◆ Given task ◆
Find "of the swimming" in the material below, then copy that line and every subsequent line to the end, exactly.

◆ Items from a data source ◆
— Start —
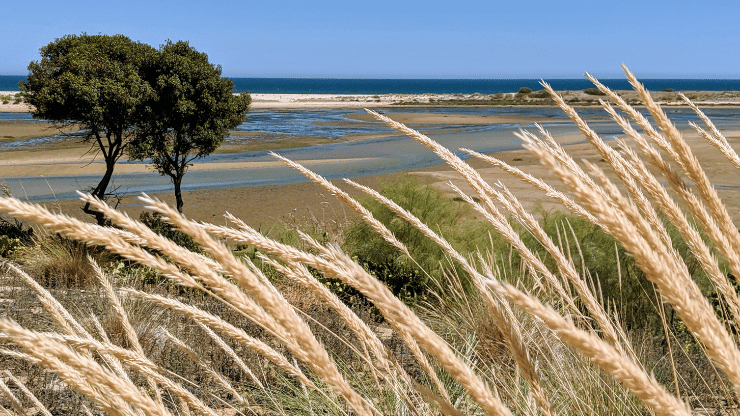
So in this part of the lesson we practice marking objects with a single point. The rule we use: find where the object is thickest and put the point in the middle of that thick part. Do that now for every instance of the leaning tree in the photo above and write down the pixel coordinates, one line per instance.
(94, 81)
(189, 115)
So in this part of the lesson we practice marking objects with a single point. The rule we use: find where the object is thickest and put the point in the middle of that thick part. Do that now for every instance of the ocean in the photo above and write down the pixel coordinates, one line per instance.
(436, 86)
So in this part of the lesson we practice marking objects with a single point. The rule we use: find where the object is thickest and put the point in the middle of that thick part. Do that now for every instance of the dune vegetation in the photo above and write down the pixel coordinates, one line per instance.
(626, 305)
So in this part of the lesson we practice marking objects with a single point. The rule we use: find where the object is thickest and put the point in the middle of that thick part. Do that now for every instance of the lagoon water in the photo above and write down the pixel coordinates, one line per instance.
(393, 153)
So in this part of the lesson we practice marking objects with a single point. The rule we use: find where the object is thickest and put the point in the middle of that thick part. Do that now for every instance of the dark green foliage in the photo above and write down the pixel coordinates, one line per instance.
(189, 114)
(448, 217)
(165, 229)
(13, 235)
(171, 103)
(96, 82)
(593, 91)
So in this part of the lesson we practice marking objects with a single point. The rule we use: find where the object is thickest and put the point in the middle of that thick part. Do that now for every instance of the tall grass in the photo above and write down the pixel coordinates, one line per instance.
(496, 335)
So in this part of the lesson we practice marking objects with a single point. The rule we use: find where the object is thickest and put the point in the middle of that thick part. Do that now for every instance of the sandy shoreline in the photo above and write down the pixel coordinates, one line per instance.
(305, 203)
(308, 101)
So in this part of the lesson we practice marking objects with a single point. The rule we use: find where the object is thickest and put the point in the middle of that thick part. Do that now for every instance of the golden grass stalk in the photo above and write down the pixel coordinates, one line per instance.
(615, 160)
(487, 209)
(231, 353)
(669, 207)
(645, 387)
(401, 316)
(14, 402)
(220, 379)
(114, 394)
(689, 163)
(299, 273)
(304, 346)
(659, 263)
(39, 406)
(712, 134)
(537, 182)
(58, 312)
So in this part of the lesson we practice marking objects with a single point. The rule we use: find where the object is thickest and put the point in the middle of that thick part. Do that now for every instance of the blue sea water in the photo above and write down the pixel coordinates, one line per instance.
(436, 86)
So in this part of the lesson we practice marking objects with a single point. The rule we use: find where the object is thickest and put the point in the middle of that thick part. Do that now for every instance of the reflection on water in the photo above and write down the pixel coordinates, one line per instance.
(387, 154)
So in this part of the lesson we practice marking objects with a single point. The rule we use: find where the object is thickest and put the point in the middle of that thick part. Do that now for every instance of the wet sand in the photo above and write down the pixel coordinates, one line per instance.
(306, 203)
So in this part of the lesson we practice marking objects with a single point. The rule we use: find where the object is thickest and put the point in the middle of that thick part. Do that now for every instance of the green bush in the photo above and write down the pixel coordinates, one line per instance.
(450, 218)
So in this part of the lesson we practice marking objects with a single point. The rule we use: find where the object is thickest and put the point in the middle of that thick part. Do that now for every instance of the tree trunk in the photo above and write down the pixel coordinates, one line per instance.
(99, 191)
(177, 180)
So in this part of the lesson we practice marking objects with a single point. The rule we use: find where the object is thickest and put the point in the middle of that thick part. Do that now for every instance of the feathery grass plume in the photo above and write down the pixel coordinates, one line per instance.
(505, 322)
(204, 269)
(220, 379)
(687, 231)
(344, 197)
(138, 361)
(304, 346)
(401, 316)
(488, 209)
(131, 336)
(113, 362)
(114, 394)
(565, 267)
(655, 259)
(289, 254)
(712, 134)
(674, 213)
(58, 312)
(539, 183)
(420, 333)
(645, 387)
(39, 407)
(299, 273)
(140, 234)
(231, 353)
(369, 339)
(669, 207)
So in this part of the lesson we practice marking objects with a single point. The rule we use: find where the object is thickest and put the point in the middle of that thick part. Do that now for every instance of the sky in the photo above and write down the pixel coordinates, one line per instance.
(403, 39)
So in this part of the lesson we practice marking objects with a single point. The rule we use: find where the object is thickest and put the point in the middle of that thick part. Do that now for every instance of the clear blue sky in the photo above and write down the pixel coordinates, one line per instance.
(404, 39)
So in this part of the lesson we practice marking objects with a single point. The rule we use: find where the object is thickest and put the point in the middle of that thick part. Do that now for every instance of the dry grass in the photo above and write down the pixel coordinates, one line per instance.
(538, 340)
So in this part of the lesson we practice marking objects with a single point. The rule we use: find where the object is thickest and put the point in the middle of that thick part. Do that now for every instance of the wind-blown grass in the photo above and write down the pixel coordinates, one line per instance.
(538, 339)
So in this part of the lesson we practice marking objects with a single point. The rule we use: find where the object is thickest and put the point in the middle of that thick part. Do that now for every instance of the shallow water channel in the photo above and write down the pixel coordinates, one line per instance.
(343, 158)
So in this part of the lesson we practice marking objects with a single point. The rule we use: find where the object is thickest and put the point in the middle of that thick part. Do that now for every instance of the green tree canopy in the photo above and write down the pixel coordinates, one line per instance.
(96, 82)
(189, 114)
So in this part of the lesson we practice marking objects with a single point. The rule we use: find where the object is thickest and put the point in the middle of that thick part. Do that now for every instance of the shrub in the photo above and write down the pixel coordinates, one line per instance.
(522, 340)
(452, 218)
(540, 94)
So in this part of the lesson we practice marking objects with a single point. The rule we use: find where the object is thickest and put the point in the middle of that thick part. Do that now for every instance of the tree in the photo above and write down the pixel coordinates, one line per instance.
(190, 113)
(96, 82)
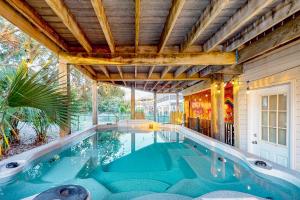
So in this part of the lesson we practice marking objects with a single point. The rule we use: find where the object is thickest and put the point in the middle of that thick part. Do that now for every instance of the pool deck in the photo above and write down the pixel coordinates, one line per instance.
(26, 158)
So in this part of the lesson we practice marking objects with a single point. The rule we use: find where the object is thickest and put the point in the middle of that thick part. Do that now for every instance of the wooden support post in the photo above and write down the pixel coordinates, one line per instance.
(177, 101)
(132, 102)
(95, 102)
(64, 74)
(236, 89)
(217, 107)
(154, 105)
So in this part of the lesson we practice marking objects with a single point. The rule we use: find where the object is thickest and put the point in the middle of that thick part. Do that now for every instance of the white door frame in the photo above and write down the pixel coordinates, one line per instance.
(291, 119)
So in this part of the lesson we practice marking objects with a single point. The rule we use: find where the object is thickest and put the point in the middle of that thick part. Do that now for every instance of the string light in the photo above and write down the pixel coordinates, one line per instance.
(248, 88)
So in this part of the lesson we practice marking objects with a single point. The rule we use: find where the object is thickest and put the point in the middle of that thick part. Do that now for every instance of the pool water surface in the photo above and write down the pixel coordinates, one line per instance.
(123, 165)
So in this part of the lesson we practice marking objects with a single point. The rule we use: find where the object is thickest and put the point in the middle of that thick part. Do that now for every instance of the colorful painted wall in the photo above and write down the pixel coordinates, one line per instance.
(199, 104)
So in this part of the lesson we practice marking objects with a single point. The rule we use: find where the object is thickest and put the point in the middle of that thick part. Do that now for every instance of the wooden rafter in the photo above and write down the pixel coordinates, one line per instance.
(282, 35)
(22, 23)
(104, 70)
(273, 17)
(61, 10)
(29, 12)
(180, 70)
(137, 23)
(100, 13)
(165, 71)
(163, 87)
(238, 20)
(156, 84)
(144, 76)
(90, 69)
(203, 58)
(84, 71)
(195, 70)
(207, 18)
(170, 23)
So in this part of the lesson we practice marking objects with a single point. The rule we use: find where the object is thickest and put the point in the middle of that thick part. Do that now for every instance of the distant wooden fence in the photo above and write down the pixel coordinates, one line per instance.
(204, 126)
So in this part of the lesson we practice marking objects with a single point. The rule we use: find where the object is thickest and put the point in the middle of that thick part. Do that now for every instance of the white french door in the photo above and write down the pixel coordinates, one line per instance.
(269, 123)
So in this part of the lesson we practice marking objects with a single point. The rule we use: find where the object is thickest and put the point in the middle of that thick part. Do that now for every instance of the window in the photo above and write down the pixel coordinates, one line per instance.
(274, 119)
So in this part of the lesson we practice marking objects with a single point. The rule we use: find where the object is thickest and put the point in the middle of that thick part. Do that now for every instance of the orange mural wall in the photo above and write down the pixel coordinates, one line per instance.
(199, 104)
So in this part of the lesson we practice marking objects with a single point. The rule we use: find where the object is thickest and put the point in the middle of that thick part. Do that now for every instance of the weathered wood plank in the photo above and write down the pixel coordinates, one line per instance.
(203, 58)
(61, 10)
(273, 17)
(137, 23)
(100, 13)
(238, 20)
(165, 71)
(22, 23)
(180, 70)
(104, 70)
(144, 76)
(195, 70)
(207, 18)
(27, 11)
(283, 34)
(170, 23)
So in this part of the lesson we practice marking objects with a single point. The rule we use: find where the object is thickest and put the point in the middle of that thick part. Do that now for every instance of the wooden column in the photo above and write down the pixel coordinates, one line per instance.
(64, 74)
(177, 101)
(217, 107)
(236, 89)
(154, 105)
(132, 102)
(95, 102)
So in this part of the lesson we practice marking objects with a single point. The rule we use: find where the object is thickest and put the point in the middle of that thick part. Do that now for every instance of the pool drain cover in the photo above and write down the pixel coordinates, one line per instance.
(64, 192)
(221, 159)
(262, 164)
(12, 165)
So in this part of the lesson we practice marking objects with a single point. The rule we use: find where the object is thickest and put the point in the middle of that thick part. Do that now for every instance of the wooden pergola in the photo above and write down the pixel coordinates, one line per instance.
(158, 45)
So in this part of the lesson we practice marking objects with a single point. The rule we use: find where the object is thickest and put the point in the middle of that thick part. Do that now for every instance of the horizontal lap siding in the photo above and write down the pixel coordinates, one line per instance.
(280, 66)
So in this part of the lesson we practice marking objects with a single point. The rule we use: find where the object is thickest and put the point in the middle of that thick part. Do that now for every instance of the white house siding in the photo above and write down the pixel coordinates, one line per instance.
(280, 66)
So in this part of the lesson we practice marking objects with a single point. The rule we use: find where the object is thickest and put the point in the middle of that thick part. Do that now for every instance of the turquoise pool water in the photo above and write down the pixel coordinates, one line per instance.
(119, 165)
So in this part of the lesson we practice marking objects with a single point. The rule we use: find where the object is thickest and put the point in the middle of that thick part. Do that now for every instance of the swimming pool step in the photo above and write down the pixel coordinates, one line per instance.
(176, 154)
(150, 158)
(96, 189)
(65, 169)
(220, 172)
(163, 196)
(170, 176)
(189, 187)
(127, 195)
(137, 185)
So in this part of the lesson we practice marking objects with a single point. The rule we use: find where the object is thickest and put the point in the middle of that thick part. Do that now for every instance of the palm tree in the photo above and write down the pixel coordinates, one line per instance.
— End —
◆ The reply ◆
So in this part of the lesson we practice marking objects with a single point. The rule we use: find where the object is thickest and put the point in the middle of that thick part. Do that now for every instance of the swimming pool step in the photo above and write down the pixel coordinates, one line per instance.
(176, 154)
(150, 158)
(96, 189)
(65, 169)
(220, 172)
(163, 196)
(170, 176)
(189, 187)
(127, 195)
(137, 185)
So in this part of the lesson we practice marking objects with a single point. The rule we use: find where the object is thickest and put the point in the middle of that thick part. Do that now for every instance of the palm tree in the photo above and write down the pixel coordinates, one line per instance.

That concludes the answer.